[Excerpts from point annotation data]
▼

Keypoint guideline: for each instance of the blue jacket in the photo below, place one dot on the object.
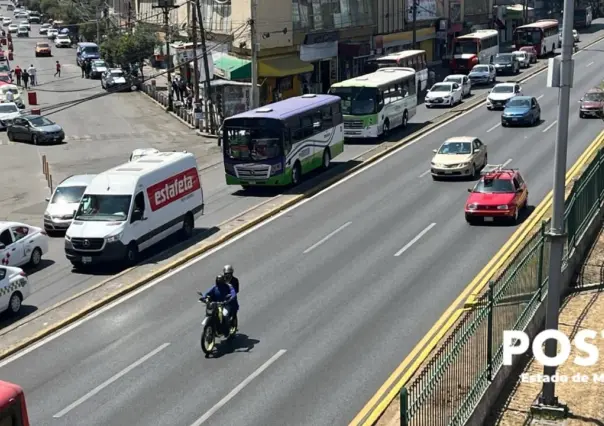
(223, 293)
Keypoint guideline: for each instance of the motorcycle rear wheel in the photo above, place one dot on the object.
(208, 339)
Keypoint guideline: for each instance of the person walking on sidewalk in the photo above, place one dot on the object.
(18, 72)
(32, 75)
(25, 76)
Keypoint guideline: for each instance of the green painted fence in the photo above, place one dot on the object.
(448, 388)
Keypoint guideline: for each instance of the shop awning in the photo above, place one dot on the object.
(233, 68)
(283, 66)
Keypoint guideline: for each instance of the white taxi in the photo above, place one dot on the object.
(22, 244)
(14, 289)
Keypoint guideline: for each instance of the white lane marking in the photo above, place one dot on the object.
(110, 381)
(325, 238)
(239, 388)
(233, 240)
(550, 126)
(494, 127)
(415, 240)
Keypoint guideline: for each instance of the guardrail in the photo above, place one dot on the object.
(448, 388)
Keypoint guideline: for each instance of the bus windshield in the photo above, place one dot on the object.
(253, 144)
(528, 37)
(465, 46)
(356, 100)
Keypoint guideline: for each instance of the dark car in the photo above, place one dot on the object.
(36, 129)
(506, 63)
(521, 110)
(592, 103)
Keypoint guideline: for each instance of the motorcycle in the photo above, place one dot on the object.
(213, 325)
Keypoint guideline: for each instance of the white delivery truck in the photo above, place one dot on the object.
(131, 207)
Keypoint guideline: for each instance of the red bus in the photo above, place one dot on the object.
(13, 411)
(542, 35)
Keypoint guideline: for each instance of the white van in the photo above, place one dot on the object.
(129, 208)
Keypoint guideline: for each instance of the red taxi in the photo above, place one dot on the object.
(500, 194)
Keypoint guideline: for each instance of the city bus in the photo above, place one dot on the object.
(415, 59)
(542, 35)
(480, 47)
(376, 103)
(13, 411)
(278, 143)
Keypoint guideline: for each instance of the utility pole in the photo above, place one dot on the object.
(167, 6)
(556, 234)
(255, 95)
(208, 87)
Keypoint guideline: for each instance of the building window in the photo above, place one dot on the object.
(316, 15)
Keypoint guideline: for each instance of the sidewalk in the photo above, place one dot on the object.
(582, 310)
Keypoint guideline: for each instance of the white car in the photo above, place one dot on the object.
(62, 40)
(502, 93)
(22, 244)
(442, 94)
(463, 81)
(64, 202)
(14, 289)
(523, 58)
(8, 112)
(142, 152)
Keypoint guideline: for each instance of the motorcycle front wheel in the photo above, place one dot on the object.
(208, 339)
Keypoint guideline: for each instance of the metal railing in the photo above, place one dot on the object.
(449, 386)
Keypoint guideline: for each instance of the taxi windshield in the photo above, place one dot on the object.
(494, 186)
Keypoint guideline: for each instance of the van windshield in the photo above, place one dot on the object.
(103, 208)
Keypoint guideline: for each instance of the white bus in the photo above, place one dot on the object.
(376, 103)
(480, 47)
(415, 59)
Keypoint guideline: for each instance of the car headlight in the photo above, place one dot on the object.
(114, 238)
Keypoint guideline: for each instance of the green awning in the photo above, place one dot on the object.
(232, 68)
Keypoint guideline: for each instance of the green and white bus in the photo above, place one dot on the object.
(278, 143)
(376, 103)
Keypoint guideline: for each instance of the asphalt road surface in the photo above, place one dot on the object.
(335, 293)
(101, 134)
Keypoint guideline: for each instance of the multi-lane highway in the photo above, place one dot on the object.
(335, 293)
(101, 134)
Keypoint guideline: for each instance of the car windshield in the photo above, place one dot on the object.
(503, 89)
(594, 97)
(441, 88)
(8, 108)
(41, 122)
(103, 208)
(253, 144)
(480, 68)
(455, 148)
(504, 59)
(356, 100)
(68, 195)
(491, 186)
(518, 103)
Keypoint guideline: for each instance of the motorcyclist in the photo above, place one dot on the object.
(230, 278)
(224, 292)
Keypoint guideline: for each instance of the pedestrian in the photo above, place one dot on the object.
(32, 75)
(18, 72)
(25, 76)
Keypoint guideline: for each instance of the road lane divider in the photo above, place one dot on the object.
(377, 405)
(365, 159)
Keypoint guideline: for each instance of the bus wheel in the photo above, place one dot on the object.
(326, 159)
(296, 174)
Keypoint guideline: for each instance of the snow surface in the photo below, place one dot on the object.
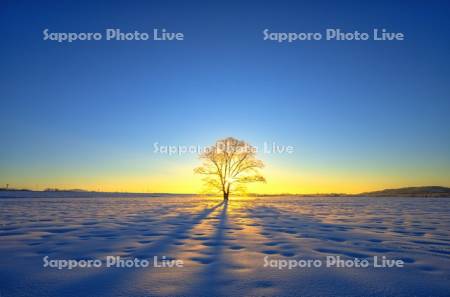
(223, 245)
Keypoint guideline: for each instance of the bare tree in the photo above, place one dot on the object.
(229, 165)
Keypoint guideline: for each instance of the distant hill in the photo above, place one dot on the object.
(428, 191)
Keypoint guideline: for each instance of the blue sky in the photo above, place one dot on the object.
(86, 114)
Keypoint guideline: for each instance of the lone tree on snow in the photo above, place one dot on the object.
(229, 165)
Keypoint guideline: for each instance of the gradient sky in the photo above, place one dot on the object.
(361, 115)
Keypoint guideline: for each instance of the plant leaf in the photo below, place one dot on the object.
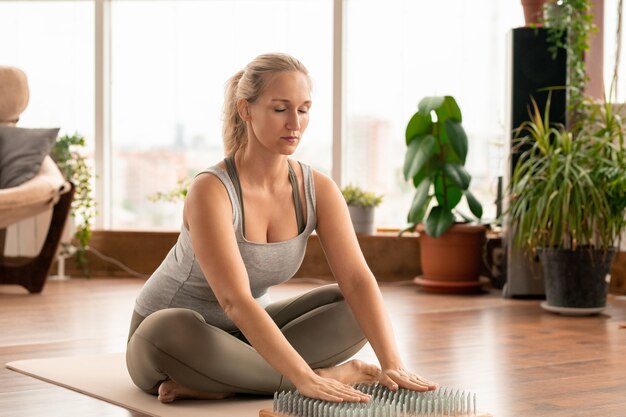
(475, 207)
(420, 202)
(417, 155)
(419, 125)
(457, 138)
(447, 192)
(439, 221)
(449, 109)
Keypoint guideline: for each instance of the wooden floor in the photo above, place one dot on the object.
(518, 359)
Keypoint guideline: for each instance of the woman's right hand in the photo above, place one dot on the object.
(327, 389)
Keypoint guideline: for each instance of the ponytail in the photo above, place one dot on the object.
(248, 84)
(234, 128)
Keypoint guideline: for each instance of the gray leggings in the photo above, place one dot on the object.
(177, 344)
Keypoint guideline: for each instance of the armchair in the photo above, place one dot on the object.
(27, 194)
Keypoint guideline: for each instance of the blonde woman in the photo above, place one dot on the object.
(204, 326)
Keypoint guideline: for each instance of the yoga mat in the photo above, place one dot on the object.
(105, 377)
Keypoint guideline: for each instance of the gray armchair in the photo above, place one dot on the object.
(46, 189)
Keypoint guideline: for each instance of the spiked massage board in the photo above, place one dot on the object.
(383, 403)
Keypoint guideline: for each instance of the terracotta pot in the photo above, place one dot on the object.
(457, 255)
(533, 11)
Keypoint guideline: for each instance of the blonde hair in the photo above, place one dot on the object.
(249, 84)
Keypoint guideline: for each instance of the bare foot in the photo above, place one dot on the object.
(170, 391)
(351, 372)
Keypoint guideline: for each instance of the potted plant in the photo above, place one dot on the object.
(434, 162)
(568, 200)
(568, 191)
(72, 162)
(361, 205)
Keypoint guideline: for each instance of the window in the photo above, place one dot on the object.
(396, 55)
(168, 83)
(169, 61)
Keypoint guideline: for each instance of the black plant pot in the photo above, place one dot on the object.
(576, 279)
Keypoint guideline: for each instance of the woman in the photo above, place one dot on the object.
(203, 326)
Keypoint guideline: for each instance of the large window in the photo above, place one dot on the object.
(168, 86)
(405, 50)
(167, 62)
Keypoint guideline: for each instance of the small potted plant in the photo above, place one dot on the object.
(67, 153)
(434, 162)
(568, 204)
(361, 205)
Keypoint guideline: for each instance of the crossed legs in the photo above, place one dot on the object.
(178, 347)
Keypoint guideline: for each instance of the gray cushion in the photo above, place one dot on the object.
(21, 153)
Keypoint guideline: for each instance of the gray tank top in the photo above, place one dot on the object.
(179, 281)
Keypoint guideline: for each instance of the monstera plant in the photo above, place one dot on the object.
(434, 161)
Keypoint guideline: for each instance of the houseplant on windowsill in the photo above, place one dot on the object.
(450, 247)
(67, 153)
(568, 200)
(361, 205)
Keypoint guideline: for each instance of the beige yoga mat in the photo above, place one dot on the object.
(105, 377)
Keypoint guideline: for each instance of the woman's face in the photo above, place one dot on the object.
(279, 117)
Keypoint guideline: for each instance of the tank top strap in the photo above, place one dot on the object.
(234, 178)
(296, 199)
(231, 169)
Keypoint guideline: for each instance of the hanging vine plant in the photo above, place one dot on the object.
(570, 25)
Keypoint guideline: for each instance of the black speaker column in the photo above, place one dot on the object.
(532, 71)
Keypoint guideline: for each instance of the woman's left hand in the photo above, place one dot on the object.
(401, 378)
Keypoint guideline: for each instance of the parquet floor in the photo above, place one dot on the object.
(518, 359)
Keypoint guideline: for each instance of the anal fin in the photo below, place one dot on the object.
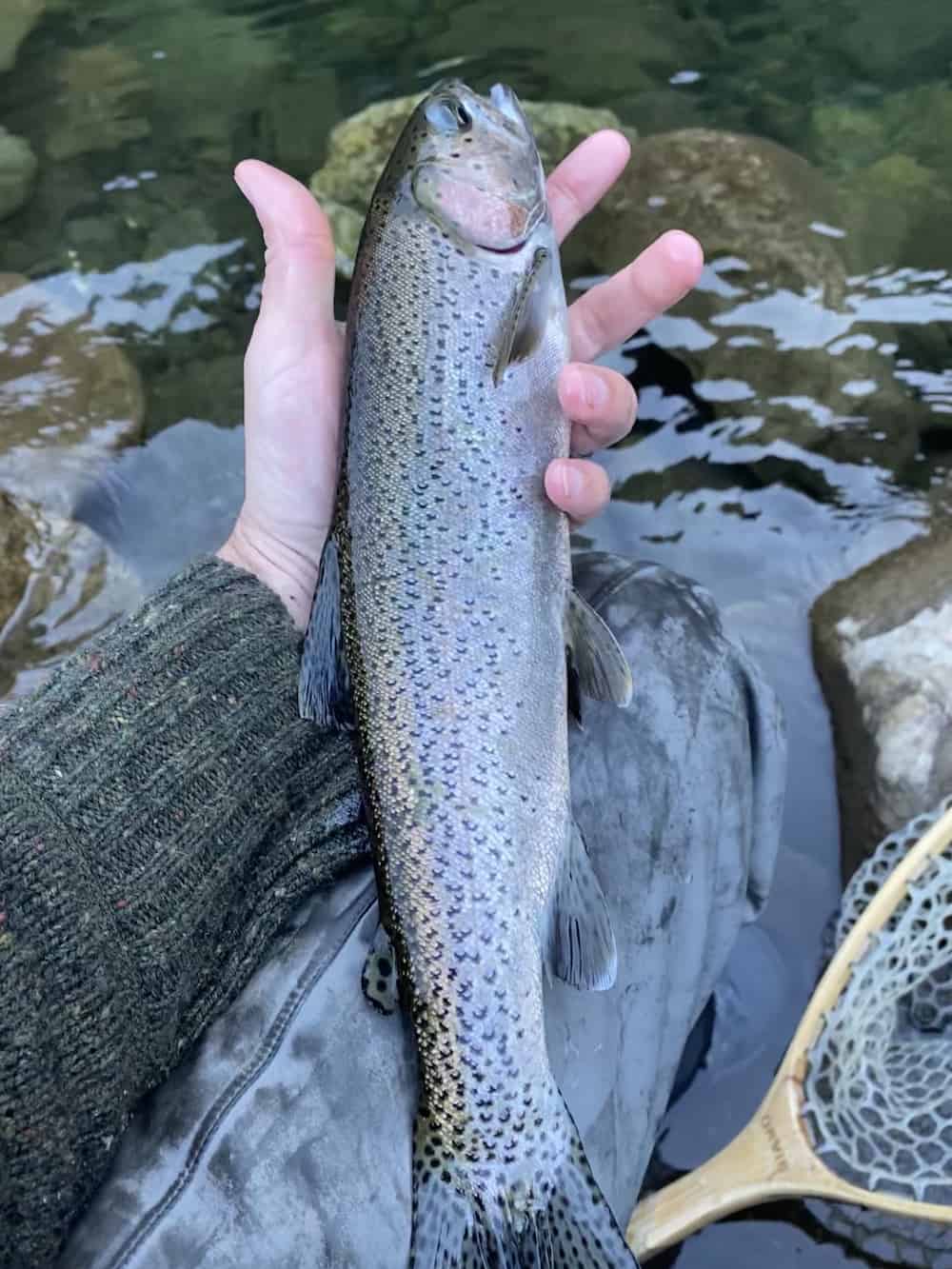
(597, 658)
(582, 942)
(324, 685)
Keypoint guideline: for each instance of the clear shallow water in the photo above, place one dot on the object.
(139, 109)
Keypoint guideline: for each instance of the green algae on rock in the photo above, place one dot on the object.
(18, 170)
(358, 149)
(17, 19)
(68, 395)
(101, 103)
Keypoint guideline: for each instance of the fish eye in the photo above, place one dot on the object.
(449, 115)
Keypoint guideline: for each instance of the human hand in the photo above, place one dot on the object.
(295, 367)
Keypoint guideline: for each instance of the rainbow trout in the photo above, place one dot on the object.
(447, 633)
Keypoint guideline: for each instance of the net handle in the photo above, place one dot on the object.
(772, 1158)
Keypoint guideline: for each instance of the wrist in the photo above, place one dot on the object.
(277, 566)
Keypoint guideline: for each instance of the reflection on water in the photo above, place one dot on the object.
(794, 412)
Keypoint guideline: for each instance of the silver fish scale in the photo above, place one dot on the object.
(460, 572)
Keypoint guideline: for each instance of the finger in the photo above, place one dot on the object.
(578, 487)
(297, 300)
(601, 404)
(613, 309)
(585, 176)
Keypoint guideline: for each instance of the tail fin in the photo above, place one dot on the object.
(471, 1218)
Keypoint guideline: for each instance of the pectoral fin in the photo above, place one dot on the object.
(582, 942)
(600, 663)
(526, 320)
(324, 685)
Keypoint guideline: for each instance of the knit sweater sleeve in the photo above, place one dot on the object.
(163, 810)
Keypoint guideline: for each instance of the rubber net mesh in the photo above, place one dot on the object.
(879, 1089)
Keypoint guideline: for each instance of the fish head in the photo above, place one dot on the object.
(474, 167)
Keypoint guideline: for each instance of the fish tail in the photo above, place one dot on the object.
(554, 1216)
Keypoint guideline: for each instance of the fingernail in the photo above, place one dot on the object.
(585, 388)
(594, 389)
(684, 248)
(570, 479)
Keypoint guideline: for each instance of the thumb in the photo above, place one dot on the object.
(297, 300)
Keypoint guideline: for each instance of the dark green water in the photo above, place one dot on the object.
(139, 109)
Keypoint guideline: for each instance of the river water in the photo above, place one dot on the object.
(139, 109)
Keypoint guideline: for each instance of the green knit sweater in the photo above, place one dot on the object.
(163, 810)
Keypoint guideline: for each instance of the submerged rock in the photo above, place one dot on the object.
(68, 397)
(769, 334)
(17, 19)
(18, 537)
(18, 169)
(360, 148)
(883, 647)
(101, 104)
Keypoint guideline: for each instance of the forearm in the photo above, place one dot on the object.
(163, 808)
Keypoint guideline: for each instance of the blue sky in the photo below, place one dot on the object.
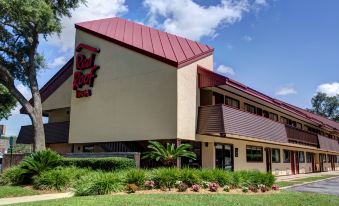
(287, 49)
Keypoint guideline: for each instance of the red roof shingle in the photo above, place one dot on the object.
(168, 48)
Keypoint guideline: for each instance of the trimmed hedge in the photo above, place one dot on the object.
(104, 164)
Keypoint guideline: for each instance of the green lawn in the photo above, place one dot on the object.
(304, 180)
(15, 191)
(282, 198)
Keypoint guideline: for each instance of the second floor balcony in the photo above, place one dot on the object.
(221, 120)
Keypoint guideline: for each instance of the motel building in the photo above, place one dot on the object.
(129, 83)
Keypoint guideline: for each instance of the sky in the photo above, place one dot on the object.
(287, 49)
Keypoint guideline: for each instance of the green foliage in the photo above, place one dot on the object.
(7, 103)
(169, 154)
(166, 177)
(189, 176)
(99, 183)
(12, 176)
(136, 177)
(39, 162)
(327, 106)
(58, 179)
(105, 164)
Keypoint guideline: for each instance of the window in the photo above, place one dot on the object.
(287, 156)
(218, 98)
(309, 157)
(232, 102)
(301, 157)
(276, 155)
(265, 114)
(273, 116)
(250, 108)
(254, 154)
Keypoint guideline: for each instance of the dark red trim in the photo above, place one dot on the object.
(85, 46)
(55, 82)
(147, 53)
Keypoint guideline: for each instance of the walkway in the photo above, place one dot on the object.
(33, 198)
(330, 187)
(300, 176)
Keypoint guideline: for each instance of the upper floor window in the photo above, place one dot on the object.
(276, 155)
(232, 102)
(250, 108)
(254, 154)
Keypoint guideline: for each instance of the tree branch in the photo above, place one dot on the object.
(8, 81)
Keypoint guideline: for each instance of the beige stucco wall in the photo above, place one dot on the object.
(61, 98)
(134, 98)
(59, 115)
(188, 100)
(240, 162)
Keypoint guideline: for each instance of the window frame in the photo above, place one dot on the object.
(256, 148)
(289, 156)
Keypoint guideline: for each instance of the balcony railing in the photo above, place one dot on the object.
(222, 119)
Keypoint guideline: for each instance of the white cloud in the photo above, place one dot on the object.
(27, 94)
(94, 9)
(57, 62)
(261, 2)
(286, 90)
(189, 19)
(222, 69)
(330, 89)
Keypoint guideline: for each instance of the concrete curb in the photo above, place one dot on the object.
(35, 198)
(306, 183)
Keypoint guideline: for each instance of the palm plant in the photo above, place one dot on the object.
(169, 154)
(40, 161)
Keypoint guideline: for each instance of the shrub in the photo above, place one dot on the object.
(182, 187)
(132, 188)
(12, 176)
(136, 177)
(189, 176)
(244, 189)
(58, 179)
(105, 164)
(38, 162)
(99, 183)
(166, 177)
(149, 184)
(195, 188)
(213, 186)
(226, 188)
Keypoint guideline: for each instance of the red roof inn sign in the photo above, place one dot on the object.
(83, 79)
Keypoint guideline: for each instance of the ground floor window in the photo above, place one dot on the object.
(254, 154)
(309, 157)
(301, 157)
(287, 156)
(276, 155)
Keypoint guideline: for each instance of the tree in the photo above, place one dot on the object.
(327, 106)
(22, 24)
(169, 154)
(7, 103)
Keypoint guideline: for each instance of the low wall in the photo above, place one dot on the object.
(9, 161)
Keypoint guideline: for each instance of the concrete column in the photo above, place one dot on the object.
(208, 155)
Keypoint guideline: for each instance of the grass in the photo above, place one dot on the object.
(303, 180)
(282, 198)
(15, 191)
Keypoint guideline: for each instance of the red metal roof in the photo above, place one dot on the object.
(209, 78)
(165, 47)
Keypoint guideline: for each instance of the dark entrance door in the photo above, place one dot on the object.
(268, 159)
(224, 156)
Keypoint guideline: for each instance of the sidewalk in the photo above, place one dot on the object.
(33, 198)
(301, 176)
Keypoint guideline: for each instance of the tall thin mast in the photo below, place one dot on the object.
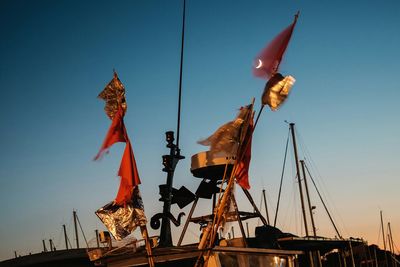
(266, 207)
(384, 241)
(76, 229)
(392, 245)
(170, 161)
(308, 197)
(180, 75)
(383, 233)
(298, 177)
(65, 237)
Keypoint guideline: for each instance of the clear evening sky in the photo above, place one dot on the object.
(56, 56)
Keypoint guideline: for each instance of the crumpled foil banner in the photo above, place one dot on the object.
(123, 220)
(114, 95)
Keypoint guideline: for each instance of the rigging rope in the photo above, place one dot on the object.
(83, 233)
(280, 185)
(323, 203)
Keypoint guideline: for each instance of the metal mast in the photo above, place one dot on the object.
(170, 161)
(298, 177)
(308, 198)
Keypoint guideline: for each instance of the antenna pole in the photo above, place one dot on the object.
(180, 75)
(323, 203)
(298, 177)
(392, 244)
(384, 241)
(266, 207)
(44, 246)
(308, 197)
(65, 237)
(76, 229)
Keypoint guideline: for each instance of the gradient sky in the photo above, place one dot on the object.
(56, 56)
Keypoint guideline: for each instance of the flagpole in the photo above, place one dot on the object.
(180, 75)
(145, 234)
(296, 16)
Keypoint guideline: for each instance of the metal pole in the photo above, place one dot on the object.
(298, 177)
(239, 221)
(308, 197)
(376, 258)
(266, 207)
(65, 237)
(391, 239)
(254, 206)
(96, 232)
(180, 74)
(76, 229)
(384, 241)
(44, 246)
(187, 221)
(352, 256)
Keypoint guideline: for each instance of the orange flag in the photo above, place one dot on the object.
(127, 170)
(242, 171)
(267, 62)
(129, 176)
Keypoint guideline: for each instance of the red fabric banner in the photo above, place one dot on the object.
(127, 170)
(267, 62)
(242, 171)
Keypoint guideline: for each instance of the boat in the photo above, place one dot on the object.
(221, 169)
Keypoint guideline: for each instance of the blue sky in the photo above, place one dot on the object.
(56, 56)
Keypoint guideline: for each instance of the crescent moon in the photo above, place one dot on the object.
(259, 64)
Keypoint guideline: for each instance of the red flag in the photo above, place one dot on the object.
(129, 176)
(127, 170)
(116, 133)
(242, 171)
(267, 62)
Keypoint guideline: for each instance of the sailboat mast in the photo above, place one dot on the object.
(383, 234)
(76, 229)
(308, 197)
(180, 75)
(266, 207)
(65, 237)
(298, 177)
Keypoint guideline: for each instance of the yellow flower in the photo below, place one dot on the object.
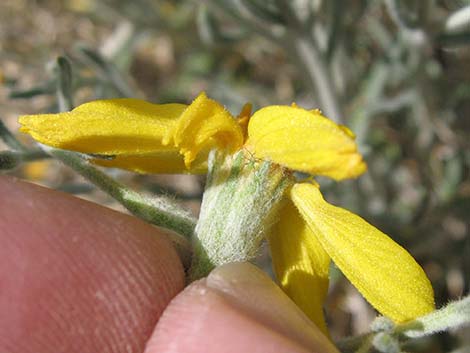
(175, 138)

▲

## Exercise aim
Begin with the line that contains "Keypoint guideline: for each instance of the crescent" and copy every line through the end of the listing, exactly as written, both ends included. Pictures are not part of the copy.

## Right answer
Keypoint guideline: for each instance of the crescent moon in the photo above, place one dot on the object.
(259, 64)
Keypoint guideline: for each instance of the red flag in the photo above, place one dot on the object.
(129, 176)
(127, 170)
(116, 133)
(242, 171)
(267, 62)
Keypoint guideline: for each instance of the sailboat mast in the photo above, place one dot on the object.
(383, 234)
(76, 229)
(308, 197)
(180, 75)
(266, 207)
(65, 237)
(298, 177)
Keypoint guideline: for each instance of the yellow flower in the photo below, place one dot on the object.
(175, 138)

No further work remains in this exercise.